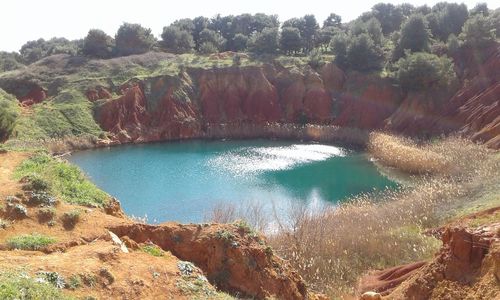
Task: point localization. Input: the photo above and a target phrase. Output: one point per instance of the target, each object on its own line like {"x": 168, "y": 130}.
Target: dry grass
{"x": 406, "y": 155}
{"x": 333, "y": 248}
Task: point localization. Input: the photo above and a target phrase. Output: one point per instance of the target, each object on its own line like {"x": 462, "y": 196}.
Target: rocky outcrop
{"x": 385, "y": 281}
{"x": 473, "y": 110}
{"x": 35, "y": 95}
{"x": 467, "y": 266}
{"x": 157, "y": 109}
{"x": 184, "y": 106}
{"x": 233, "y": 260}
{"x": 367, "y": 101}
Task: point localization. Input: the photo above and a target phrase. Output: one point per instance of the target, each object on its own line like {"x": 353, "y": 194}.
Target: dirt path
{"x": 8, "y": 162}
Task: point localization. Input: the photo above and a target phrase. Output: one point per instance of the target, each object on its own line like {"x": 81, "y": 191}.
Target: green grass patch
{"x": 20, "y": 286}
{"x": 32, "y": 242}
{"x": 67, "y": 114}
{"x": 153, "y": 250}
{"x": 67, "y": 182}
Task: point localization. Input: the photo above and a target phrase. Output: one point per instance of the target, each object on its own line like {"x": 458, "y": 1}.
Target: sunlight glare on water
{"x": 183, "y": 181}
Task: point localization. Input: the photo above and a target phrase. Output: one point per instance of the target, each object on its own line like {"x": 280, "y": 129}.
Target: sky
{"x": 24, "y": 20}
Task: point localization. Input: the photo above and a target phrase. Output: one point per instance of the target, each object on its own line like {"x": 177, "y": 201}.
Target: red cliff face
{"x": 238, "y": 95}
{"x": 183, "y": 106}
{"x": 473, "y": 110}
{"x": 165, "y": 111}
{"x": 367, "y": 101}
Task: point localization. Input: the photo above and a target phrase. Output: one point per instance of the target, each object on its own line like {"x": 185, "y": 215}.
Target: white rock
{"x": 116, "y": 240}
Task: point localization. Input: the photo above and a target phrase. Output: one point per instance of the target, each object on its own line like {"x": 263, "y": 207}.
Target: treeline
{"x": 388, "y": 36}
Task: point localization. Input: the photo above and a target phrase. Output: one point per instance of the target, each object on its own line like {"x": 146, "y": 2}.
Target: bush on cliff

──────────

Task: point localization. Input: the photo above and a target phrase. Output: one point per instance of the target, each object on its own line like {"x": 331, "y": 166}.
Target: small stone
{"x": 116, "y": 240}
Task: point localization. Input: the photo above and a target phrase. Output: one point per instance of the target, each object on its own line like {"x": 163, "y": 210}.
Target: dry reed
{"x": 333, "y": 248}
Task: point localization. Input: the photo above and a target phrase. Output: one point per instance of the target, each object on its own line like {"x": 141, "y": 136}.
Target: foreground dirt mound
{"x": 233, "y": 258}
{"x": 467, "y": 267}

──────────

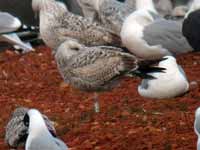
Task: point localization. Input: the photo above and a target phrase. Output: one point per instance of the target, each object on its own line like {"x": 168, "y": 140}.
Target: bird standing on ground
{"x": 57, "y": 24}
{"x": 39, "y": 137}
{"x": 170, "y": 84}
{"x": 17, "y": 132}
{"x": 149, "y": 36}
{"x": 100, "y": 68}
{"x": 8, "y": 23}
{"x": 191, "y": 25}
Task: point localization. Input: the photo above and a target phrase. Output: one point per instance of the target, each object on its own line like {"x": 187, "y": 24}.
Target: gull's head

──────────

• **WHAT IS EXPECTED**:
Copy the lines above exactly. Start with the line containing "Target: rocky outcrop", end with the line containing "Target: bush on cliff", and include both.

• **TASK OUTPUT**:
Target: rocky outcrop
{"x": 385, "y": 281}
{"x": 473, "y": 110}
{"x": 35, "y": 95}
{"x": 467, "y": 266}
{"x": 157, "y": 109}
{"x": 184, "y": 106}
{"x": 233, "y": 260}
{"x": 367, "y": 101}
Task: point localization. Input: the photo above and a target phrase. Output: one point per instance of the target, each object on its own line like {"x": 353, "y": 194}.
Target: dirt path
{"x": 8, "y": 162}
Task: point localization. Input: the photo above and a target phrase. Output: one point per instance of the target, each object on its own line like {"x": 81, "y": 191}.
Target: green grass patch
{"x": 20, "y": 286}
{"x": 32, "y": 242}
{"x": 67, "y": 114}
{"x": 153, "y": 250}
{"x": 67, "y": 182}
Task: point localization. Input: the photo above and a target phrase. Output: one point per instance of the target, each object on its own line like {"x": 458, "y": 1}.
Target: sunlight glare on water
{"x": 183, "y": 181}
Task: point localization. Input: the photo above and a target phrase. Output: one point per instance of the target, each object on its own line like {"x": 280, "y": 129}.
Target: sky
{"x": 24, "y": 20}
Task: point localization. Input: the photo above and a target phrase. Output: one point per instance of the target, each object on its own line like {"x": 177, "y": 201}.
Target: red cliff face
{"x": 238, "y": 95}
{"x": 183, "y": 106}
{"x": 473, "y": 110}
{"x": 165, "y": 111}
{"x": 367, "y": 101}
Task: point localization. Input: the photo above and a target phrase. Output: one point per instance of the target, each object on its own line like {"x": 185, "y": 215}.
Target: white rock
{"x": 116, "y": 240}
Task: point localization. Input: the photo above and a target phrase. Output: one point per instance of the target, each object on its own line like {"x": 263, "y": 207}.
Target: treeline
{"x": 388, "y": 36}
Task: point localization. Input: the photo above and a target phrase. Output: one point per instance of the target, each object on its own line like {"x": 146, "y": 2}.
Target: bush on cliff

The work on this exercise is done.